Methods and Analysis

Study Design

This is a prospective cohort study which merges an observational design and a pre–post intervention design. The study involves a one-year recruitment period and a one-year follow up period. The methodological strategy includes: self-report questionnaires on maternal depression, anxiety, health status, quality of life, and psychosocial risks; a self-report questionnaire to measure the infant’s temperament; a clinical interview; a structured diagnostic interview; and a psychological intervention.

The Observatory of Perinatal Clinical Psychology

The Observatory of Perinatal Clinical Psychology, established at the Faculty of Medicine and Surgery of the University of Brescia (Italy) and affiliated to the Department of Clinical and Experimental Sciences, is an authorized center for perinatal studies and research, with contributions by professionals and researchers who deal with perinatal clinical psychology. The interdisciplinary collaboration network and the clinical and experimental research projects undertaken have the primary objective of protecting and promoting the mental health of women, men, couples, children and families. All this has also formed the subject of postgraduate course in Perinatal Clinical Psychology organized annually at the University of Brescia since 2012 (Scientific Directors: Imbasciati, Cena, 2012–2019)1 and attended by Italian professionals employed in Institutions responsible for providing perinatal support (e.g. clinics, hospitals, local health authorities).

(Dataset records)

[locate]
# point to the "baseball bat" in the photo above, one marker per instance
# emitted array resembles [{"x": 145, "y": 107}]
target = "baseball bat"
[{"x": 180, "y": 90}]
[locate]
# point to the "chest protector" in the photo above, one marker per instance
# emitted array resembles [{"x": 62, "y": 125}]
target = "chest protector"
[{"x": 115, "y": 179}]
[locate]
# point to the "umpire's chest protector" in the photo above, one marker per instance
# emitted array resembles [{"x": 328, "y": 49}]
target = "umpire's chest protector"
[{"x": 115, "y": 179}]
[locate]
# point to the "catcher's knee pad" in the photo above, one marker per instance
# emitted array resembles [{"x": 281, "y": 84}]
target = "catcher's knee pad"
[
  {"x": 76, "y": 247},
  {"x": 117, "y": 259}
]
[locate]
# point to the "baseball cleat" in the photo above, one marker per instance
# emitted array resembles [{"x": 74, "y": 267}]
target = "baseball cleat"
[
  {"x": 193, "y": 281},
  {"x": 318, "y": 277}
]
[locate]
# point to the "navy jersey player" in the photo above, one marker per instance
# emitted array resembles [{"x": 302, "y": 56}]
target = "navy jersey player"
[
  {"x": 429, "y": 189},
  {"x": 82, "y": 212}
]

__Things to do__
1) In the methods passage, list every area the self-report questionnaires on the mother are meant to measure.
2) Reproduce word for word the part of the methods passage that begins at the words "Methods and Analysis" and stops after "a psychological intervention.".

__Solutions to each task__
1)
- depression
- anxiety
- health status
- quality of life
- psychosocial risks

2)
Methods and Analysis

Study Design

This is a prospective cohort study which merges an observational design and a pre–post intervention design. The study involves a one-year recruitment period and a one-year follow up period. The methodological strategy includes: self-report questionnaires on maternal depression, anxiety, health status, quality of life, and psychosocial risks; a self-report questionnaire to measure the infant’s temperament; a clinical interview; a structured diagnostic interview; and a psychological intervention.